-- START OF MATERIAL PROVIDED --

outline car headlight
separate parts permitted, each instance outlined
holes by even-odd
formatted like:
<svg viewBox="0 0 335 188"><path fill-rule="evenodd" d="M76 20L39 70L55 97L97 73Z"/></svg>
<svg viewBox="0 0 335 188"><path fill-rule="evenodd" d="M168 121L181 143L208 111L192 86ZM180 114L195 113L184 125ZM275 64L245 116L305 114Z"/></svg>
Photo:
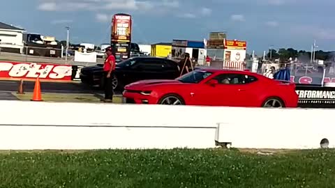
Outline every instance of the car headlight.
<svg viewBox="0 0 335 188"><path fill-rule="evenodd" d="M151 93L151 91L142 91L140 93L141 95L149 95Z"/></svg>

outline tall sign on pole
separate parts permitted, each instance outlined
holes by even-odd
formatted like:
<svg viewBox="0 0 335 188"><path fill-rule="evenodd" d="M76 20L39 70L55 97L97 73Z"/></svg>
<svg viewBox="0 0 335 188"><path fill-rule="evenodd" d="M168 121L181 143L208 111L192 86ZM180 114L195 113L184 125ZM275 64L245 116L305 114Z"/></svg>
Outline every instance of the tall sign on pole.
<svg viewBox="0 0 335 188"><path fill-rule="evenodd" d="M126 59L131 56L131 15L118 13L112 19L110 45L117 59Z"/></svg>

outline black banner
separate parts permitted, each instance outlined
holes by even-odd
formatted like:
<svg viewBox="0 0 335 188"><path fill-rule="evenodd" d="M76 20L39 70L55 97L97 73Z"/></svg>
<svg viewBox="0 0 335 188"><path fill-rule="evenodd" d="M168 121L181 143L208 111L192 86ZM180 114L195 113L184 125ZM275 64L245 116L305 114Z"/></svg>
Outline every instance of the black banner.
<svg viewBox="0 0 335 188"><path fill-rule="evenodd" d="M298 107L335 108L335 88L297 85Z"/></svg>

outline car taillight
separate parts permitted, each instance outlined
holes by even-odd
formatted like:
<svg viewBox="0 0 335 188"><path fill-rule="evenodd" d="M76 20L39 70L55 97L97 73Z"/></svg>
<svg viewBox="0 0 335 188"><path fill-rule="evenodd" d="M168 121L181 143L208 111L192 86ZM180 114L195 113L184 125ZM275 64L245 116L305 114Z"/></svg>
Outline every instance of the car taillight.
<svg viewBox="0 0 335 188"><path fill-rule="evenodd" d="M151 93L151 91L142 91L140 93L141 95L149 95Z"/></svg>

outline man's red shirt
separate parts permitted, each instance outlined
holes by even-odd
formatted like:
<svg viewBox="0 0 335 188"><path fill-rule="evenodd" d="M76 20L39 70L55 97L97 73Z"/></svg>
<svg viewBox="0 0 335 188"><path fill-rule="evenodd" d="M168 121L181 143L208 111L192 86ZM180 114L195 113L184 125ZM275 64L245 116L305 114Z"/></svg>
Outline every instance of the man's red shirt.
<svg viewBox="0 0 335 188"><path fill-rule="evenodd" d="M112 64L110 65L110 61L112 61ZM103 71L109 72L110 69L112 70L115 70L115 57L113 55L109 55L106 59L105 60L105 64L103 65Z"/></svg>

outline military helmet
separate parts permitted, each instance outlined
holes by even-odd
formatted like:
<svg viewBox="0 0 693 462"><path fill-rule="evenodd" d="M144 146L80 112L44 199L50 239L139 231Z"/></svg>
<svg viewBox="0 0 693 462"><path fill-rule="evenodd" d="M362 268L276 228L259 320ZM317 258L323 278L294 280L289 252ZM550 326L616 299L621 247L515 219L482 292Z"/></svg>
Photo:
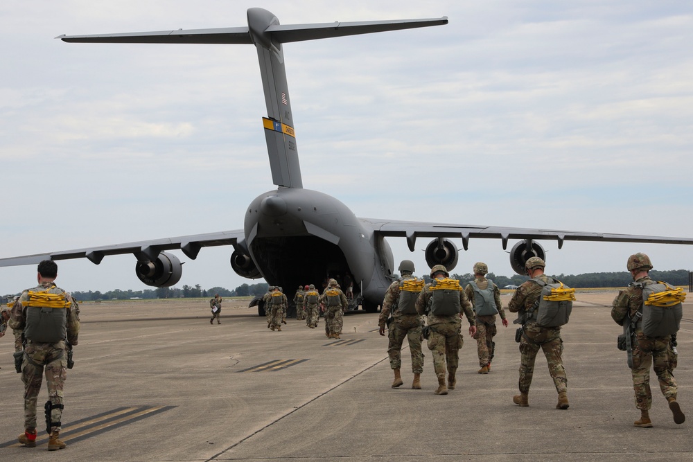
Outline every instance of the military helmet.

-- END OF MATERIAL PROVIDED --
-- START OF MATERIAL PROVIDED --

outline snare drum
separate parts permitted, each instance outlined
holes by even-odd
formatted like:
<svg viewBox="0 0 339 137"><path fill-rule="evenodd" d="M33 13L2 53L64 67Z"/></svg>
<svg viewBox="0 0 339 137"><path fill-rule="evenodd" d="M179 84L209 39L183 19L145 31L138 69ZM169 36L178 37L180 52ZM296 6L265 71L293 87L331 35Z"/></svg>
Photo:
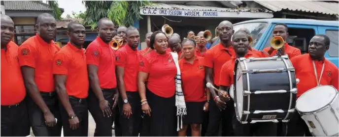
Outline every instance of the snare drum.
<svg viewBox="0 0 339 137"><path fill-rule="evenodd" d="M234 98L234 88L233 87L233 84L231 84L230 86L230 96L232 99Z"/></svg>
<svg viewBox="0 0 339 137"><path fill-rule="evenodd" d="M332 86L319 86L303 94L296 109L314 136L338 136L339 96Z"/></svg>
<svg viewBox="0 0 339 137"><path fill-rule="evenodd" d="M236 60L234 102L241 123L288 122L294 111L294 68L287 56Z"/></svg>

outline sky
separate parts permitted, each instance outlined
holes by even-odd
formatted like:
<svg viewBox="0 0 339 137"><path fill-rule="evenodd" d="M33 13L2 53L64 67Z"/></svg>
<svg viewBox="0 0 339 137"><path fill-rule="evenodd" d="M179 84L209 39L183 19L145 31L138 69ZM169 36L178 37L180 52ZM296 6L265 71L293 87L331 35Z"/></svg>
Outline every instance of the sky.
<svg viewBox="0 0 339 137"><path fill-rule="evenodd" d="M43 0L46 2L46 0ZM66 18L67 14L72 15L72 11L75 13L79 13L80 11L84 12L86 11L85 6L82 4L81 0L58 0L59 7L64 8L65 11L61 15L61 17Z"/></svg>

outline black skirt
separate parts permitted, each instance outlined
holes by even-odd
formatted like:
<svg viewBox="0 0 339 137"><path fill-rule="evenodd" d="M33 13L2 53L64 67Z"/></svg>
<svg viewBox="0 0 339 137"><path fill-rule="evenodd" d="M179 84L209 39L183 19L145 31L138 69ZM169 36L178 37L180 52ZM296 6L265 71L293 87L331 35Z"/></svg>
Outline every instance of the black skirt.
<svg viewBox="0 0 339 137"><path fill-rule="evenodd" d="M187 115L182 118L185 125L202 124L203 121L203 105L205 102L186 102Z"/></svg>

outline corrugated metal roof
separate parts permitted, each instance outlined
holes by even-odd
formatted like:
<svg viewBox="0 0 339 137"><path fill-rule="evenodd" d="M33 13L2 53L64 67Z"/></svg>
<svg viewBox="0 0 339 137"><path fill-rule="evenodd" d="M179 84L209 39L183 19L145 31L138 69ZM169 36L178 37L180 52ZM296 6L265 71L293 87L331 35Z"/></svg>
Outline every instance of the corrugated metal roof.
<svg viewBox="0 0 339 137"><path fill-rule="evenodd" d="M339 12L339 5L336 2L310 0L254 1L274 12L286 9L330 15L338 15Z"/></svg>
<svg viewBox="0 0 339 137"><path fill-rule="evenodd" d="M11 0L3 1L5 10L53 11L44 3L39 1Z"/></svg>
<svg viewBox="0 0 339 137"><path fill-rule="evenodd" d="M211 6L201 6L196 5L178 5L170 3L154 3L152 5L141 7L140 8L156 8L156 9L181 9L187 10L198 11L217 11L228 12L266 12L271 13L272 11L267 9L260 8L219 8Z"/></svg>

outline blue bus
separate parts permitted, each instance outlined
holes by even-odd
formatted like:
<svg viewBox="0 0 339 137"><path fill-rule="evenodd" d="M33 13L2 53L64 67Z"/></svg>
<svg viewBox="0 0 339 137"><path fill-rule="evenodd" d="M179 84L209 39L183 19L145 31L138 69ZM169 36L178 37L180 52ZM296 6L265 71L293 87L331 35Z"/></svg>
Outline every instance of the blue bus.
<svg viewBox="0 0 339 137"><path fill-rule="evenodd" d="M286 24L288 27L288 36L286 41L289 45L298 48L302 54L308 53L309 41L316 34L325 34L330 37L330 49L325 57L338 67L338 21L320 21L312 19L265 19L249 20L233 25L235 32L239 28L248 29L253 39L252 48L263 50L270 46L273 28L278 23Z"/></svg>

-- END OF MATERIAL PROVIDED --
-- START OF MATERIAL PROVIDED --

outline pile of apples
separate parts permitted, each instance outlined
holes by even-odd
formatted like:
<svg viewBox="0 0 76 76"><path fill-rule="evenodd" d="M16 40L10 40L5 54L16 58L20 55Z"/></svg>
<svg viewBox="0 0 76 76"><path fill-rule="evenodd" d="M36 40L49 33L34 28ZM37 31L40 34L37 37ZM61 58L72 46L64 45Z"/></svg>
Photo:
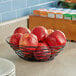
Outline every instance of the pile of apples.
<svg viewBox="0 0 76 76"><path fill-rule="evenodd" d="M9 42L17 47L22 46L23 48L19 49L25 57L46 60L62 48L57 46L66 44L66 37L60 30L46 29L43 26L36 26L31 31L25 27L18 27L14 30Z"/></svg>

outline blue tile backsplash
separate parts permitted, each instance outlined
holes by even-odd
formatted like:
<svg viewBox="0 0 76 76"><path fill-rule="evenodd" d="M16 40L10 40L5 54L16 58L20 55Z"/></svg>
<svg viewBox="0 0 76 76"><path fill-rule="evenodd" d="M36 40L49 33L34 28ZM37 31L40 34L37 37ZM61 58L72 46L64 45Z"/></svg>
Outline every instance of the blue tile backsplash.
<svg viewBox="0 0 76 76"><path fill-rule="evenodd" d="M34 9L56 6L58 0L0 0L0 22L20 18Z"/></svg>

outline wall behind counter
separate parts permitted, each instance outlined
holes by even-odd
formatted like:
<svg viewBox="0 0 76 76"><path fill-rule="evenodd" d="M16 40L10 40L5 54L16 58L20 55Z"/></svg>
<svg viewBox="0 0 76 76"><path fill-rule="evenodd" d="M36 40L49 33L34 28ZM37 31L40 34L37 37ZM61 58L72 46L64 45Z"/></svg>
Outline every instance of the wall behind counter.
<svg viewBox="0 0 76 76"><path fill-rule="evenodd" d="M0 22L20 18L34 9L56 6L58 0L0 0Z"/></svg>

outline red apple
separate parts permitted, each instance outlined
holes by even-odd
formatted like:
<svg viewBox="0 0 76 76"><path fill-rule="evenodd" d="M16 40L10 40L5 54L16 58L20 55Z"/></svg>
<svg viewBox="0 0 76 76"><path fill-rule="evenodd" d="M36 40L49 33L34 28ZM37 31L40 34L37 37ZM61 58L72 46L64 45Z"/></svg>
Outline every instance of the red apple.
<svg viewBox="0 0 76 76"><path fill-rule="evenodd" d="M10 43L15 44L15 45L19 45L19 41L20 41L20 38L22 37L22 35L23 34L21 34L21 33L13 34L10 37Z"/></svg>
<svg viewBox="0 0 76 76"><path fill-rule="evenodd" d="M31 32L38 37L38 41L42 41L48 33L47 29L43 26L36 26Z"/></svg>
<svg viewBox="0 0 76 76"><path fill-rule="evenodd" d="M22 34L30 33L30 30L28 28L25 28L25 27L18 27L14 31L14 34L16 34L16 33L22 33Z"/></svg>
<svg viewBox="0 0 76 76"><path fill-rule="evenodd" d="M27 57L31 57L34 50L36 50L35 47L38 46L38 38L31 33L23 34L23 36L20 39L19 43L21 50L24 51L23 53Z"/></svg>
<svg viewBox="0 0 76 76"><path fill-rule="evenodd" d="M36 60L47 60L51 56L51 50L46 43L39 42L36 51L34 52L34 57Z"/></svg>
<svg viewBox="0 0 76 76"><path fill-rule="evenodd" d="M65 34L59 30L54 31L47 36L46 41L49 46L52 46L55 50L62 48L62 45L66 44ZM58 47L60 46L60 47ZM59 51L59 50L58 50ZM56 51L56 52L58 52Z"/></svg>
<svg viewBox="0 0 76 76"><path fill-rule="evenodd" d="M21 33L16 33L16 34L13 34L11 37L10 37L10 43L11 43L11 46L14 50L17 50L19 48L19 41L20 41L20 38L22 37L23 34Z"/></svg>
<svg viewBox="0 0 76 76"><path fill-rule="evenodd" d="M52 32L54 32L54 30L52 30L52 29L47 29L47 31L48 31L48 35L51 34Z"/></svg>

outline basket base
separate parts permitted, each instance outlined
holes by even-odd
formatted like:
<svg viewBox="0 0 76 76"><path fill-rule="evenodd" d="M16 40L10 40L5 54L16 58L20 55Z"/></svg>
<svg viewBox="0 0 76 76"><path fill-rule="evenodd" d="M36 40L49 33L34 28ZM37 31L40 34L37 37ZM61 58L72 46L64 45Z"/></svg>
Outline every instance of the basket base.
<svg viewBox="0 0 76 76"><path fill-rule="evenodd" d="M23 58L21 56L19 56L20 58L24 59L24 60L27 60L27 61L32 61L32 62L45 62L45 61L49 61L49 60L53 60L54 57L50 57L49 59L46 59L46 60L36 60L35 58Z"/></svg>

-- END OF MATERIAL PROVIDED --

#### TASK DETAILS
Report every line of the entries above that contains the word "roof", treating case as significant.

#### COMPLETE ANSWER
outline corrugated metal roof
Outline every instance of the corrugated metal roof.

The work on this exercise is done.